The Lifetime Skills Guarantee will revolutionise our education system. It will be as easy to enrol for a certificate in cybersecurity as it is to get a degree in biology; as easy for a forty-five-year-old retail worker to retrain as it is for the 18-year-old to head off to university.
We will establish a flexible lifelong loan entitlement that brings colleges and universities closer together, ending the decades-old bias against technical education.
We know that many learners need to access courses in a more flexible way, to fit study around work, family and personal commitments, and to retrain as both their circumstances and the economy changes. By investing properly in high-quality courses that lead directly to good jobs, the Lifetime Skills Guarantee will transform the opportunities available for young and old alike.
I want to end the dominance of the three-year bachelor’s degree in higher education. Whether it’s a degree apprenticeship, a Higher National Diploma or a set of modules in engineering and business, for many people there are simply better ways of studying.
Many of our degrees are absolutely fantastic but they should never be the default.
Instead of pushing young people on to dead-end courses that give them nothing but a mountain of debt, we need universities and colleges to work together to address the gaps in our labour market, and create the valuable and technical courses our society needs. I know that they are up for this challenge – indeed, many are already embracing it and already delivering on it.
The Lifetime Skills Guarantee is how we will make this dream a reality, get people into the jobs they aspire to and Build Back Better from this pandemic.

■ ■ ■

__Task A__
Decide whether each statement agrees with the text on the Lifetime Skills Guarantee, giving yes or no and quoting the words of the text that decide it: (i) The speaker wants the three-year bachelor's degree to stay the default. (ii) The lifelong loan entitlement is meant to bring colleges and universities closer together. (iii) No universities or colleges have yet taken up the challenge.
__Task B__
Repeat everything in the text on the Lifetime Skills Guarantee from "We know that" down to "ways of studying.".
Use only the text on the Lifetime Skills Guarantee to respond.

■ ■ ■

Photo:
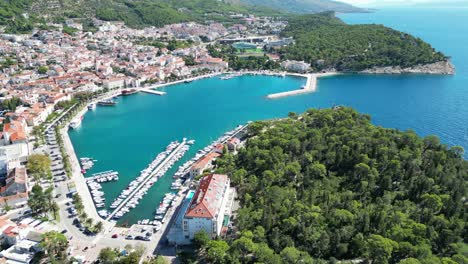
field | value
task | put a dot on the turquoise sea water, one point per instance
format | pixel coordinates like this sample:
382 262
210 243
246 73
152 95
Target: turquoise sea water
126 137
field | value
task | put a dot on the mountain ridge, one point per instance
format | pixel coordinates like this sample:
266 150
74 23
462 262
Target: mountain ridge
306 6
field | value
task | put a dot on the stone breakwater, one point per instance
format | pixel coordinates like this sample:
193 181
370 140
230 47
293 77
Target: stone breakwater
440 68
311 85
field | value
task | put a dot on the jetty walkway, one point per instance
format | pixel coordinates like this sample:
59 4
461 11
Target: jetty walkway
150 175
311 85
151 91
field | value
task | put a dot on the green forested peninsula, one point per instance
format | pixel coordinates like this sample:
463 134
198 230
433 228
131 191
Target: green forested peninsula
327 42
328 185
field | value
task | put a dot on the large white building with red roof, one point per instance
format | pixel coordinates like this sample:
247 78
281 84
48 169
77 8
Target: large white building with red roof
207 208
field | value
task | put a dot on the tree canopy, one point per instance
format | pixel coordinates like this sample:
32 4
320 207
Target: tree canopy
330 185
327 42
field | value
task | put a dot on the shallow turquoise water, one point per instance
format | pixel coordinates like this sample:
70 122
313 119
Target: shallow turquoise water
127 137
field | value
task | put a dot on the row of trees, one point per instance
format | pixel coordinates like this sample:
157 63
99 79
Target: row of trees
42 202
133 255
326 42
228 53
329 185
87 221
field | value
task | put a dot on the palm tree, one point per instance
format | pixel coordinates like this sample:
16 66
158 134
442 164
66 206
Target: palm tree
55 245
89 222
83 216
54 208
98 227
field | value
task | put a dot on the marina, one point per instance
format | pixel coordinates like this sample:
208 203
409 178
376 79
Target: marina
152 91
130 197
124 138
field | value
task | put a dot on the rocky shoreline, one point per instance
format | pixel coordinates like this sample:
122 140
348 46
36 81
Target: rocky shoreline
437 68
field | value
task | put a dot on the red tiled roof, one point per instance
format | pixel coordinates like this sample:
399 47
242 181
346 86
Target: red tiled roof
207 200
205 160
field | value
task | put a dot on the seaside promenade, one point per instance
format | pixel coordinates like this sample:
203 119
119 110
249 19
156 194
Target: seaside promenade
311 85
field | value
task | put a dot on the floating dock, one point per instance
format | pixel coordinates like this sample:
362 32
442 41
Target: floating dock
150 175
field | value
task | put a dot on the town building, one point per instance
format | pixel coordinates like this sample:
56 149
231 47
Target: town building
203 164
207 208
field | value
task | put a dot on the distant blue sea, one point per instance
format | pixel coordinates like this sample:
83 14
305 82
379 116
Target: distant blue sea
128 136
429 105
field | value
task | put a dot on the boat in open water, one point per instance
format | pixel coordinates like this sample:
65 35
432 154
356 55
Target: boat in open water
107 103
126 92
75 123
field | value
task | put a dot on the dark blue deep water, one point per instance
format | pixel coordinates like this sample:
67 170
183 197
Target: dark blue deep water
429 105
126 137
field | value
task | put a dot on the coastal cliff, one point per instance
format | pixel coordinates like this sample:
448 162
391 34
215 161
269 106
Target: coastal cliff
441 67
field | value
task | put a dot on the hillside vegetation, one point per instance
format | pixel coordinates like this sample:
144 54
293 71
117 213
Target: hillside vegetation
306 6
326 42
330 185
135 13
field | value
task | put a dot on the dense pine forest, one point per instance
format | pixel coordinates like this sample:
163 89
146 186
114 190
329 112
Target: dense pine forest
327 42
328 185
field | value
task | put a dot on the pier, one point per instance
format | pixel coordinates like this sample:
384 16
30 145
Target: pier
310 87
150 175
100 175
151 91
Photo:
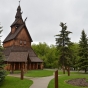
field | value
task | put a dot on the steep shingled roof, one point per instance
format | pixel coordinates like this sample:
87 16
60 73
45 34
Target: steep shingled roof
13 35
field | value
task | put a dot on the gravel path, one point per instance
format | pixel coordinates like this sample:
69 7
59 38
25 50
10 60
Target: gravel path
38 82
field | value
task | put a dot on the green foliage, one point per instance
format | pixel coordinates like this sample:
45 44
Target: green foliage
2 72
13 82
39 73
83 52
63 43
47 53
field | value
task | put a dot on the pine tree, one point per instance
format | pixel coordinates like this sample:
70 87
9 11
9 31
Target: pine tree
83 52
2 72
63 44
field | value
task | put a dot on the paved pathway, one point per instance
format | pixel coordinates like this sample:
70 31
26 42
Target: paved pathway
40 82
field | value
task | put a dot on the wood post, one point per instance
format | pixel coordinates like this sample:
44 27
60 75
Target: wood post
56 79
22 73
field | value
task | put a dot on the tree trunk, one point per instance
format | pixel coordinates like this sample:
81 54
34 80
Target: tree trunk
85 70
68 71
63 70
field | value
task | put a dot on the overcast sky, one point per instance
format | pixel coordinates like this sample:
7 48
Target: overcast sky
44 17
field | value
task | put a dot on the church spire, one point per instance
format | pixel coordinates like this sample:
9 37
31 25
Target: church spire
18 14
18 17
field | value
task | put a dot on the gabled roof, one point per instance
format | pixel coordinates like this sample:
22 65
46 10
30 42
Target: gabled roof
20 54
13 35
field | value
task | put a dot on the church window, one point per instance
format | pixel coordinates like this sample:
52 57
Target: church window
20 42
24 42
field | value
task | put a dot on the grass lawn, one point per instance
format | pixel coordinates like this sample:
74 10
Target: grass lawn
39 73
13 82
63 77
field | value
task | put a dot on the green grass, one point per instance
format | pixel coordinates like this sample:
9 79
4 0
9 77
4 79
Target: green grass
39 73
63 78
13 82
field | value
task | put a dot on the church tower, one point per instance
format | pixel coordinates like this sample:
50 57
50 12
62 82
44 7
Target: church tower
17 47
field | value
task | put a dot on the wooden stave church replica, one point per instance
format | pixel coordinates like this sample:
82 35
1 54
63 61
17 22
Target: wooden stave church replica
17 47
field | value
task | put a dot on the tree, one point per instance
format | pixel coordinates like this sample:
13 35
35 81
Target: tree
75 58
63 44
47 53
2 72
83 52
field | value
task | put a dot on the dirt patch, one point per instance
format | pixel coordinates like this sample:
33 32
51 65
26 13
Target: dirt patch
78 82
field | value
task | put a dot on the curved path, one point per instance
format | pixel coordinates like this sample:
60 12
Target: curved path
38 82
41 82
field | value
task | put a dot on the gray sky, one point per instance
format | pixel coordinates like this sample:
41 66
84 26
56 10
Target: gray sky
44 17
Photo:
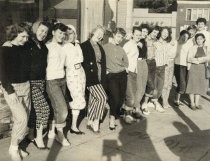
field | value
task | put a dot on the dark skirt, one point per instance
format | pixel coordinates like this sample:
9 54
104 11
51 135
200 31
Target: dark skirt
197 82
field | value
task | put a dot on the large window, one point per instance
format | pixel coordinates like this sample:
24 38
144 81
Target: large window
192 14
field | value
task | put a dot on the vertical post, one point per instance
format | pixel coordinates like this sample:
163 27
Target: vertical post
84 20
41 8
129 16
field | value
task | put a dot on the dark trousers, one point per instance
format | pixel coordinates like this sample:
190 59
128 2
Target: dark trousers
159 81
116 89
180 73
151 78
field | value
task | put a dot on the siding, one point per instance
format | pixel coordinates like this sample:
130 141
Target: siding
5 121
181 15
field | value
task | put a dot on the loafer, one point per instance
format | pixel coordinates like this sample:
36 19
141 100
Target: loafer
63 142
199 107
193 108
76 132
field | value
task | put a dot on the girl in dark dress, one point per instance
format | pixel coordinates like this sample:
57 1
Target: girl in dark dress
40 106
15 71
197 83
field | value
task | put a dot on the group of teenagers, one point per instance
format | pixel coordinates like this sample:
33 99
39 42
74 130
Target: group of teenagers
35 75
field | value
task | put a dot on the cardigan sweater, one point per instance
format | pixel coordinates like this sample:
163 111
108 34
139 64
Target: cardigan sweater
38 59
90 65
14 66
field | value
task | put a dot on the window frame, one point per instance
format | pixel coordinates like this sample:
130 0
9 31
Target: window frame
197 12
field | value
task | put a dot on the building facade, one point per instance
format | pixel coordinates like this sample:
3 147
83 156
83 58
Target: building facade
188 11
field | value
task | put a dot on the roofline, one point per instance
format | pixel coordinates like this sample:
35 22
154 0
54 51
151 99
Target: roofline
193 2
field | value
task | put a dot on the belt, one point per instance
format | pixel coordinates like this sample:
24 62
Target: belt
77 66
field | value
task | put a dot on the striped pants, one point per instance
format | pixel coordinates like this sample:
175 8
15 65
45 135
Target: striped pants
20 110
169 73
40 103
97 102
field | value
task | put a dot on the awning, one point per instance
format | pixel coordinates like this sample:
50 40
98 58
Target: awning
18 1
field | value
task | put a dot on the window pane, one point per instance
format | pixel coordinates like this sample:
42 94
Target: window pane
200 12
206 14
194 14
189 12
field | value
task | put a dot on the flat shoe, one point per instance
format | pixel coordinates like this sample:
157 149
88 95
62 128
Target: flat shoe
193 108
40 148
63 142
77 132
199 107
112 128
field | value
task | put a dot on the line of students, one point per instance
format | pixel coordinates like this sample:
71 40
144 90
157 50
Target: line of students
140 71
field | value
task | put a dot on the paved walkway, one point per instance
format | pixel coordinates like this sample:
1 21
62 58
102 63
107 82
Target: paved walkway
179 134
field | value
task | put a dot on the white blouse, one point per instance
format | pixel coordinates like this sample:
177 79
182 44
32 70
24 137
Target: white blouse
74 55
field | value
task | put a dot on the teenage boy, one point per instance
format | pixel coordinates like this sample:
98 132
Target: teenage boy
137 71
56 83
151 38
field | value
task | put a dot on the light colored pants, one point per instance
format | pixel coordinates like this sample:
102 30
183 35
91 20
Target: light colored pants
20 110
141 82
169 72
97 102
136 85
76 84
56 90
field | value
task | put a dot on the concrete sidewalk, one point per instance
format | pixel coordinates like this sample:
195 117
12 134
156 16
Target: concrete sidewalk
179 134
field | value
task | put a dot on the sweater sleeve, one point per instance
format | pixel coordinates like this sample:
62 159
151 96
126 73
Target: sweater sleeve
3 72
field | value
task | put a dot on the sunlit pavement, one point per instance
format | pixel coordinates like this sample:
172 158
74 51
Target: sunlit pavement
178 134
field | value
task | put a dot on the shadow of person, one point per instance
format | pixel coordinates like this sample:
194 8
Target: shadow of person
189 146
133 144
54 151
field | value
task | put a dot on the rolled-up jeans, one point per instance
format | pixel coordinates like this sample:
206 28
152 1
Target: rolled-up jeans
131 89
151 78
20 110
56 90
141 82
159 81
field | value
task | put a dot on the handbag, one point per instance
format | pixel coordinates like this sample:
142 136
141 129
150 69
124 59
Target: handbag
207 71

■ ■ ■

__Final answer A__
(i) No: "Many of our degrees are absolutely fantastic but they should never be the default."
(ii) Yes: "a flexible lifelong loan entitlement that brings colleges and universities closer together"
(iii) No: "many are already embracing it and already delivering on it"

__Final answer B__
We know that many learners need to access courses in a more flexible way, to fit study around work, family and personal commitments, and to retrain as both their circumstances and the economy changes. By investing properly in high-quality courses that lead directly to good jobs, the Lifetime Skills Guarantee will transform the opportunities available for young and old alike.
I want to end the dominance of the three-year bachelor’s degree in higher education. Whether it’s a degree apprenticeship, a Higher National Diploma or a set of modules in engineering and business, for many people there are simply better ways of studying.